Dans un monde sauvage, parfois nocturne, les deux s’apprivoisent doucement à travers différents états et moments de la vie, jusqu’à être capables de faire communiquer leurs âmes enfin connectées. À découvrir sans plus tarder!
«après ton départ / j’empile les oreillers / devant ta porte, je reste / assise là comme au ciel / à pleurer / pour rien / tu es déjà loin»
Dans ta grande peau de Catherine Côté (Éditions de l’Hexagone, 2019) • 65 pages • 16,95 $
Ce petit livre au format presque carré, très pratique à glisser dans une poche, a été une révélation pour moi! La jeune écrivaine de 28 ans démontre, par le biais de ses choix et de ses agencements de mots, le talent qu’elle possède pour faire voyager l’âme du lecteur dans une dimension poétique et onirique.
Dans ta grande peau nous fait traverser Montréal la nuit à travers les yeux d’une personne en errance, insomniaque et très réceptive à ce qui l’entoure. D’une véritable déclaration d’amour à la ville, ses pensées vont doucement nous faire glisser «de l’autre côté» avec un dernier poème où la personne qui s’exprime assume un adieu maladroit – mais touchant – à cette ville dans laquelle elle a tant flâné. Un bijou!
«et partout tu me parles / de loin comme de proche dans la rumeur Montréal tu chantes mon nom pour que je descende de chez moi / je me laisse convaincre que je n’arrive plus à lire mes gros livres plates / quand je suis happée par le bruit d’en bas par le bruit des gens vivants / vibrants»

[Objectif de la tâche] Recopiez fidèlement le passage de l'extrait choisi qui commence à « Dans ta grande peau de » et se termine à « poétique et onirique. ». Les lignes ci-après proviennent d'une source distincte de l'extrait choisi.

[Enregistrements]
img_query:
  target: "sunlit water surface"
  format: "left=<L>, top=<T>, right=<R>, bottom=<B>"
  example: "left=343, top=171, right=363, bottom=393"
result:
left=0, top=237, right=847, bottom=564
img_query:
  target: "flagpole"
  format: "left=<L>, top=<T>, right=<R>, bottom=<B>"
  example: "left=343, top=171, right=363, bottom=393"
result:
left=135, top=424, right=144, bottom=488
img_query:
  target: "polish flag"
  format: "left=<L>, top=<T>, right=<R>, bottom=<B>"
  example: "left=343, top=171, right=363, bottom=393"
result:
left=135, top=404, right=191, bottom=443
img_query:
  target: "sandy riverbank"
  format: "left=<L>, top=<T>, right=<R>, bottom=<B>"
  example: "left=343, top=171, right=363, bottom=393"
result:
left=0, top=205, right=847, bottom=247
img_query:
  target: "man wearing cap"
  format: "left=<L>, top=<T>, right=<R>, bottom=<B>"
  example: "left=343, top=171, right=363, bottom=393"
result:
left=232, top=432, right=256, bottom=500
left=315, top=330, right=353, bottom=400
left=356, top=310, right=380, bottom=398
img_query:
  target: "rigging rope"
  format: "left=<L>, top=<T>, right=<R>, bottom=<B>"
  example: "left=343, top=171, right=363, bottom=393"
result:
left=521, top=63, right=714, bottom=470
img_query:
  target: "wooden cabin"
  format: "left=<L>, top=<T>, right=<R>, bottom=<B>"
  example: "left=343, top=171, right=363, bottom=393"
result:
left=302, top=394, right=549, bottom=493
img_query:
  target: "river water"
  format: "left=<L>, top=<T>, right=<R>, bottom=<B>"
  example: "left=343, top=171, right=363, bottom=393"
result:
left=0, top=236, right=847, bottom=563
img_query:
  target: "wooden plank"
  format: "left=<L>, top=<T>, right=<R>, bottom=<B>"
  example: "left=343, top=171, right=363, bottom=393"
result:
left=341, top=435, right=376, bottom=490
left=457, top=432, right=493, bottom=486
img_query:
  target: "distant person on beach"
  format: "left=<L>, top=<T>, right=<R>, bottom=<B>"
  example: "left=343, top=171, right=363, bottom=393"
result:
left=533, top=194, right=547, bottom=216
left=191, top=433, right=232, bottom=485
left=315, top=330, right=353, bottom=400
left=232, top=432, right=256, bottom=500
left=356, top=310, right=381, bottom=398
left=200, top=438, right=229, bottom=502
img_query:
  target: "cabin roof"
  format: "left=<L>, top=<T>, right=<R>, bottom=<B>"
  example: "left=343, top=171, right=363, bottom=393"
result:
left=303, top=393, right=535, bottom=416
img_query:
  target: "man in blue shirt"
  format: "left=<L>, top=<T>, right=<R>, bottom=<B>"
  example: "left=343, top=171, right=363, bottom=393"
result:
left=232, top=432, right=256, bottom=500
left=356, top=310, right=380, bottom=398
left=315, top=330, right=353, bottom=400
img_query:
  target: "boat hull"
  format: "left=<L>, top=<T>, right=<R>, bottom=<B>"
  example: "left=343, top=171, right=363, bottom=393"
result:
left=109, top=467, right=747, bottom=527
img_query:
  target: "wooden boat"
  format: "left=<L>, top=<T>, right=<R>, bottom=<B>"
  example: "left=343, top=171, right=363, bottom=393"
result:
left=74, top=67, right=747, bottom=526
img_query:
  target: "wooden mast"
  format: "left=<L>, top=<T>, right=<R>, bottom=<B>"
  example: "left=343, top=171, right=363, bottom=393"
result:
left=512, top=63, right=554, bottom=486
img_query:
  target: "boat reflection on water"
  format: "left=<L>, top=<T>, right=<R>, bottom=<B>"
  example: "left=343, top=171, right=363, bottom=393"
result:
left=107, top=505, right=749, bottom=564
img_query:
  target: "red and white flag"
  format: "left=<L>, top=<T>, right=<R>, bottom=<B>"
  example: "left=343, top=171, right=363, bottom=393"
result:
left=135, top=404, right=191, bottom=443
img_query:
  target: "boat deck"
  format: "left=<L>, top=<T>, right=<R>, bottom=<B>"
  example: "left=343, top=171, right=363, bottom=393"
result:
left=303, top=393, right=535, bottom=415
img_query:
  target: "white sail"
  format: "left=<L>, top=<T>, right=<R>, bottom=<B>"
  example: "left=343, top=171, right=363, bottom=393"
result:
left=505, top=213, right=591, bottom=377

[Solution de la tâche]
Dans ta grande peau de Catherine Côté (Éditions de l’Hexagone, 2019) • 65 pages • 16,95 $
Ce petit livre au format presque carré, très pratique à glisser dans une poche, a été une révélation pour moi! La jeune écrivaine de 28 ans démontre, par le biais de ses choix et de ses agencements de mots, le talent qu’elle possède pour faire voyager l’âme du lecteur dans une dimension poétique et onirique.